▶ [Passage shown]:
◇ ◇ ◇
Benefit is claimed of U.S. Patent Application No. 62/241,994, filed Oct. 15, 2015, and entitled “Multi-Stage Oil Batch Boiling System”, the disclosure of which is incorporated by reference herein in its entirety as if set forth at length.

The disclosure relates to refrigeration. More particularly, the disclosure relates to oil reclaim vaporizers for chiller systems.

In refrigeration systems such as chillers, it is known to use a vaporizer to separate refrigerant from a refrigerant/lubricant (oil) mixture. U.S. Pat. No. 6,672,102 of Huenniger et al. discloses a system wherein a vaporizer receives a refrigerant/lubricant mixture flow drained from an evaporator. The flow is mostly oil and it is desired to remove the refrigerant before returning the oil to lubricate the compressor. The flow is placed in heat exchange relation with a hot gas bypass flow passed from the compressor discharge to the evaporator. Vaporized refrigerant is passed to compressor suction and oil is drained to an oil sump to be returned to a compressor oil return port for lubrication (e.g., of bearings and rotors).

PCT/US2012/048562 of Molavi discloses an alternative vaporizer configuration. PCT/US2014/054193 of Molavi et al. discloses yet another alternative vaporizer configuration. The disclosures of these applications are incorporated by reference in their entireties herein as if set forth at length.

One aspect of the disclosure involves a vapor compression system comprising: a compressor having a suction port and a discharge port; a refrigerant flowpath from the discharge port and returning to the suction port; a first heat exchanger along the refrigerant flowpath; a second heat exchanger along the refrigerant flowpath; and a vaporizer system. The vaporizer system comprises: a first vaporizer and a second vaporizer each comprising: a vessel having an inlet, a vapor outlet, and a liquid outlet; and a gas bypass flowpath in heat transfer relation with an interior of the vessel.

In one or more embodiments of any of the foregoing embodiments, the first vaporizer vessel and the second vaporizer vessel are separate vessels.

In one or more embodiments of any of the foregoing embodiments, the first vaporizer vessel and the second vaporizer vessel are each a metallic vessel having a cylindrical sidewall and domed end walls.

In one or more embodiments of any of the foregoing embodiments, a single tank with a partition forms, in common, the first vaporizer vessel and the second vaporizer vessel.

In one or more embodiments of any of the foregoing embodiments, a sump has a single vessel positioned to receive lubricant flow from the first vaporizer and the second vaporizer.
◇ ◇ ◇
▶ [Records]:
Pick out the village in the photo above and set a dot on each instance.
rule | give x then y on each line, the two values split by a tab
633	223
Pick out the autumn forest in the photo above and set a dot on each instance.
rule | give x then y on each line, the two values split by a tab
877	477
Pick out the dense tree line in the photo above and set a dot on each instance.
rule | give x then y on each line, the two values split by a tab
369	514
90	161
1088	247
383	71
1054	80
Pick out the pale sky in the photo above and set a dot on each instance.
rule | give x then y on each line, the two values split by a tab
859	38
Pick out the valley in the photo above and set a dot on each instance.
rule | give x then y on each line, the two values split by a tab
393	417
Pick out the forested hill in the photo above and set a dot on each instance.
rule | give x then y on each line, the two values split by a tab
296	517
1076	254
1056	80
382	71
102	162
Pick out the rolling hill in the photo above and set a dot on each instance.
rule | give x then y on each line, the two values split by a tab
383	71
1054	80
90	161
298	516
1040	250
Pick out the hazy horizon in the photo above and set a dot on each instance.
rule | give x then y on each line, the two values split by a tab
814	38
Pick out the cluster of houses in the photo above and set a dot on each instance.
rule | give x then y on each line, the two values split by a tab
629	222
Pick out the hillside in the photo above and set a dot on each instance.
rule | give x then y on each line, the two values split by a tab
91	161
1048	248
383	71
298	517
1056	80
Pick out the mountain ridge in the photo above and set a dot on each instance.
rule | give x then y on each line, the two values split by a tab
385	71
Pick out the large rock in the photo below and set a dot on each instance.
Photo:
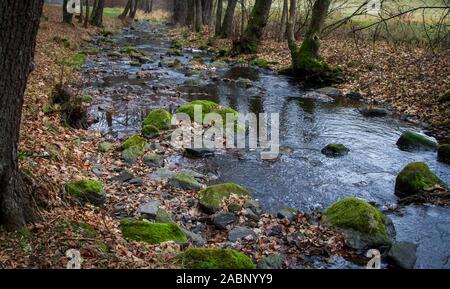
◇ ◇ ◇
▶ [The exercise]:
Pick up the passage on oil reclaim vaporizers after its last sentence and continue writing it. You will not need the items.

▶ [Result of this exercise]:
In one or more embodiments of any of the foregoing embodiments, the first vaporizer, the second vaporizer, and the sump each have an electric heater.

In one or more embodiments of any of the foregoing embodiments, the sump is a first sump, and the system further comprises: a second sump positioned to receive lubricant from the first sump.

In one or more embodiments of any of the foregoing embodiments, the first sump has a vent and the second sump does not have a vent.

In one or more embodiments of any of the foregoing embodiments, a pump is coupled to an outlet of the second sump along a lubricant supply flowpath to the compressor.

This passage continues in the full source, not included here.